Daftar tugas:
1. Dalam kutipan terpilih tentang hakikat pendidikan, siapa yang mengajari Thomas Alva Edison belajar di rumah?
2. Kumpulkan semua baris catatan yang mengandung kata "windshield". Perhatikan perbedaan huruf besar dan kecil.

Kutipan terpilih:
= = =

Minggu, 20 Mei 2012

HAKIKAT PENDIDIKAN


Oleh : GUNAWAN MANALU
NIM :   309122023
PENDIDIKAN ANTROPOLOGI SOSIAL

I.       Pendahuluan
Pendidikan merupakan sesuatu yang tidak asing lagi bagi kita insan manusia. Pendidikan pasti dan sangat diperlukan oleh semua orang. Bahkan dapat dikatakan bahwa pendidikan ini dialami oleh semua manusia dari semua golongan. Mungkin banyak kalangan yang menganggap bahwa pendidikan hanya sebatas proses belajar yang terjadi di sekolah-sekolah atau lembaga pendidikan saja. Saya berpendapat bahwa anggapan tersebut masih kurang kompleks. Fakta membuktikan bahwa pendidikan dapat kita peroleh dari berbagai tempat atau dan cara. Seperti halnya para ilmuwan dan tokoh-tokoh atau ahli dalam suatu penemuan. Thomas Alva Edison adalah salah satu ilmuwan dunia yang mengalami banyak kegagalan dalam pekerjaannya untuk menghasilkan cahaya melalui bola lampu, yang kita kenal dengan lampu pijar. Saya pernah mengingat bahwa Thomas pernah bersekolah namun tidak begitu lama dan hanya hitungan bulan karena dikeluarkan oleh Gurunya dengan alasan sering tertinggal dan dianggap sebagai orang yang tidak memiliki bakat. Sehingga Thomas belajar dirumah saja diajari  oleh Ibunya yang kebetulan saat itu berpropesi sebagai seorang Guru. Sebenarnya Thomas memiliki kemauan yang cukup tinggi, hanya saja mungkin Gurunya pada saat itu tidak mengetahuinya. Terbukti bahwa dalam kehidupannya Thomas selalu ingin mencoba. Thomas menggunakan banyak waktunya untuk melakukan percobaan mengenai suatu hal. Dalam percobaannya, dia selalu mengalami kegagalan yang bahkan ratusan sampai ribuan kali. Tapi walaupun gagal, dia selalu mempunyai cara atau metode yang lain. Alhasil berkat semangat dan pengetahuan yang dimiliki, Thomas pun berhasil menemukan lampu pijar.

= = =

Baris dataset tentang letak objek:

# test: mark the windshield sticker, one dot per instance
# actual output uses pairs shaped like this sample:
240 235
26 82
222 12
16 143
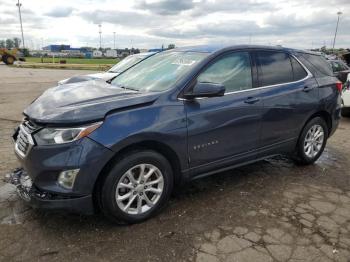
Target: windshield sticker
184 62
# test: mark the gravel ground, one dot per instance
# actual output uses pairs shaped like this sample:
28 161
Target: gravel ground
272 210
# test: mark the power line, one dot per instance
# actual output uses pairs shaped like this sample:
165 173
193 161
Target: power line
336 29
20 20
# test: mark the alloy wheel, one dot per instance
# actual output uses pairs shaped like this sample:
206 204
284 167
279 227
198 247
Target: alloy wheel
139 189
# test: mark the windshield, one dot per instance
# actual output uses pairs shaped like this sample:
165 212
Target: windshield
159 72
126 63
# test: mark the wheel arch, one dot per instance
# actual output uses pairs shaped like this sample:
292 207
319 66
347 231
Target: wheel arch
325 116
153 145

= = =

Hasil per tugas:
1. Ibunya, yang saat itu bekerja sebagai guru.

2.
# test: mark the windshield sticker, one dot per instance
Target: windshield sticker
# test: mark the windshield, one dot per instance
Target: windshield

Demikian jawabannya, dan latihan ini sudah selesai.